• **TEXT SEGMENT**:
○ ○ ○ ○

Jacki Bond was a secretary working for Strike records in the mid-1960s who, though without previous musical experience, had a short recording career in 1965-7. She came from South London and, with Samantha Juste, who co-hosted BBC television's Top of the Pops, was one of two British female vocalists signed to Strike or (in Juste's case) its subsidiary, Go.
Bond's first single record, My Sister's Boy, was released in 1965 by Columbia records, an EMI subsidiary, under license from Millwick Music, the publishing company from which Strike emerged. Her second, Tell Him to Go Away, which was coupled with Don't You Worry ('bout Me) (a song written by the head of Strike, Lionel Segal, and arranged by Alan Caddy, former lead guitarist of the Tornados ), appeared in March 1966. It was only the second record to be released by Strike, but, although the first, Neil Christian's That's Nice, had been widely promoted by Radio London and other "pirate" stations and reached number 14 in the British sales charts, Bond did not enjoy similar success. In fact, That's Nice proved to be Strike's only chart success.

○ ○ ○ ○

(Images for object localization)
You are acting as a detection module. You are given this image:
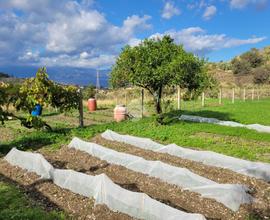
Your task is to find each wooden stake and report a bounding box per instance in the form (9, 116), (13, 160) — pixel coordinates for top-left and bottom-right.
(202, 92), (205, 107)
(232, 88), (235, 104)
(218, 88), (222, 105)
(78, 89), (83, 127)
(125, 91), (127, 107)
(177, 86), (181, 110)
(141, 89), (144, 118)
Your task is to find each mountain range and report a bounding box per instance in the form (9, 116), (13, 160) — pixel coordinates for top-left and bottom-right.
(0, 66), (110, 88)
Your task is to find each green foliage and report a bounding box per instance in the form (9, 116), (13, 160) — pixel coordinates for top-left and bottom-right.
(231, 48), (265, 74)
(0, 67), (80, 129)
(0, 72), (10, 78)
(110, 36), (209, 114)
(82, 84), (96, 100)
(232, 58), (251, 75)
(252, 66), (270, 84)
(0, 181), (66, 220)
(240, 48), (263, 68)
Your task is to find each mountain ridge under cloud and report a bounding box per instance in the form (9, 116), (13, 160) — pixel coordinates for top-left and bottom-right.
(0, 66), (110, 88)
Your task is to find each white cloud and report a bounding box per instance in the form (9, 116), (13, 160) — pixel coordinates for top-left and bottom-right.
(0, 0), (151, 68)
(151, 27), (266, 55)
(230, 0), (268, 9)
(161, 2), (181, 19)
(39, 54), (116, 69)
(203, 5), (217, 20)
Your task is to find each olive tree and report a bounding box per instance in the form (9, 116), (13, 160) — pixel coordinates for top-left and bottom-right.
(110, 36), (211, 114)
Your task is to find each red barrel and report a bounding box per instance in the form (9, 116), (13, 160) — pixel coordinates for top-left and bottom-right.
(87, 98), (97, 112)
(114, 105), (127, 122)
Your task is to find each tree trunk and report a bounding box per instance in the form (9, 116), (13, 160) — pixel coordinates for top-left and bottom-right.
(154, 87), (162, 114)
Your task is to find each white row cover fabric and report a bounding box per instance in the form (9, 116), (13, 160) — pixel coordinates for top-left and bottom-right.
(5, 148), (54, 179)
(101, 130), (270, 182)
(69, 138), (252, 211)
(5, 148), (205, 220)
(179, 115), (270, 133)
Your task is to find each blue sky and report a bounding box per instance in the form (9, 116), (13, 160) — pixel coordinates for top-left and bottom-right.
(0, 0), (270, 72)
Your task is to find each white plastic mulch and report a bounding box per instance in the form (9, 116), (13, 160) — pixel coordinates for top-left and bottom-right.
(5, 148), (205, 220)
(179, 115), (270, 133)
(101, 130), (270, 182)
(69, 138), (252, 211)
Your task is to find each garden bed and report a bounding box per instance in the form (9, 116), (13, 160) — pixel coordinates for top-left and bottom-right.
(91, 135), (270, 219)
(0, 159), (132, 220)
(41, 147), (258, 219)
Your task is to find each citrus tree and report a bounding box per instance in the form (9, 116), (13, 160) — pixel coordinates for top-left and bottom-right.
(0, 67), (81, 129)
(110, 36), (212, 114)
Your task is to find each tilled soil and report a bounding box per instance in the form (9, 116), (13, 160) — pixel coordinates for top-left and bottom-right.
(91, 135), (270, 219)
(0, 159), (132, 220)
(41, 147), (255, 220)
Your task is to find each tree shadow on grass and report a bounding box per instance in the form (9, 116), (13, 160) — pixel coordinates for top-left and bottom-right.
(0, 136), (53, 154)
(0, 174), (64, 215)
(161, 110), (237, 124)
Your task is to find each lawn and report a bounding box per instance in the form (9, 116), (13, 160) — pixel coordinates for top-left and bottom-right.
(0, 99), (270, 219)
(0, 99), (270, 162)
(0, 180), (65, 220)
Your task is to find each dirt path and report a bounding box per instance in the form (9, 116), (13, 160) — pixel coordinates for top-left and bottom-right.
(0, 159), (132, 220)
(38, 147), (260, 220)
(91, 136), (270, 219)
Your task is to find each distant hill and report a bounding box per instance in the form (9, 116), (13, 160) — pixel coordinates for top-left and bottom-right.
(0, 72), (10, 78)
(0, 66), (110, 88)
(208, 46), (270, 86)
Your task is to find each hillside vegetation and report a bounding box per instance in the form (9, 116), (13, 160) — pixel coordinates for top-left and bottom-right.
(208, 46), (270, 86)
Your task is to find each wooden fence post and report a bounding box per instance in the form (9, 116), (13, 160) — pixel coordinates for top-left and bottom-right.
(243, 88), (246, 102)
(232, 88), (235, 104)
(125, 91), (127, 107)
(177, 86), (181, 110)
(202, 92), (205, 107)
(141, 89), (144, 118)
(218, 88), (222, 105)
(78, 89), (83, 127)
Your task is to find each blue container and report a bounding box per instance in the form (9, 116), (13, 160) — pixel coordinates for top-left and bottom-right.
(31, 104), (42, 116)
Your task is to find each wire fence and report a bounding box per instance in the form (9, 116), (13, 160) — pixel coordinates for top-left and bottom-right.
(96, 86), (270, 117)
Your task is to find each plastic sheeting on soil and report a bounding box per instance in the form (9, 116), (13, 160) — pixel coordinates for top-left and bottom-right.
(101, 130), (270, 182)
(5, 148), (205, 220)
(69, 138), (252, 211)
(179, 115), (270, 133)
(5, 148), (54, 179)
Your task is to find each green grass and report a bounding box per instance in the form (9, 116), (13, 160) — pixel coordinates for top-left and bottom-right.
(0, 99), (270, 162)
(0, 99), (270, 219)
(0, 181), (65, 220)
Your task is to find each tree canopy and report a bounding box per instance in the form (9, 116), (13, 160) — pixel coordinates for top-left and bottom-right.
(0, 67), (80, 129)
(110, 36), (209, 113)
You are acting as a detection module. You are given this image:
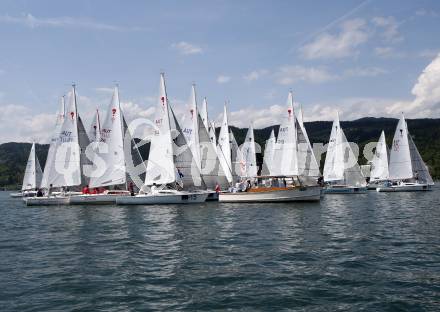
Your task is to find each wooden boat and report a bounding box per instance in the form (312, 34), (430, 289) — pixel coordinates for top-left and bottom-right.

○ ○ ○ ○

• **WORK INSTRUCTIONS**:
1. In one to three sentences, explain what arrangement, according to the Jacki Bond text, allowed Columbia to release My Sister's Boy in 1965, and how the party in that arrangement was connected to Strike.
2. Write the next part of the Jacki Bond text, picking up after its final sentence.
The entries are separate material, unconnected to the Jacki Bond text.

• **EXPECTED OUTPUTS**:
1. Columbia, an EMI subsidiary, released My Sister's Boy under license from Millwick Music. Millwick Music was the publishing company from which Strike emerged.

2.
Bond's third and final single, the highly infectious He Say, released by Strike in November 1966 and coupled with Why Can't I Love Him, was written by Pierre Tubbs and Bond herself and recorded with an orchestra conducted by Ken Woodman. It has been described as "an irresistibly uptempo slab of New York-style girl-pop", but, though popular on the Northern soul circuit, Strike lacked the promotional machinery to help make it a commercial success. (Even Samantha Juste's No One Needs My Love Today, issued in the same month, which she performed on Top of the Pops, made little impact.)
In 1967 Bond recorded Lionel Bart's Reviewing the Situation from the musical Oliver!, but Strike folded before it could be released; the company's final single, Our Plastic Dream's vaguely psychedelic A Little Bit of Shangrila, was released by Go in August 1967 as the "Summer of Love" was reaching its climax. Reviewing the Situation was released 36 years later on a compilation album.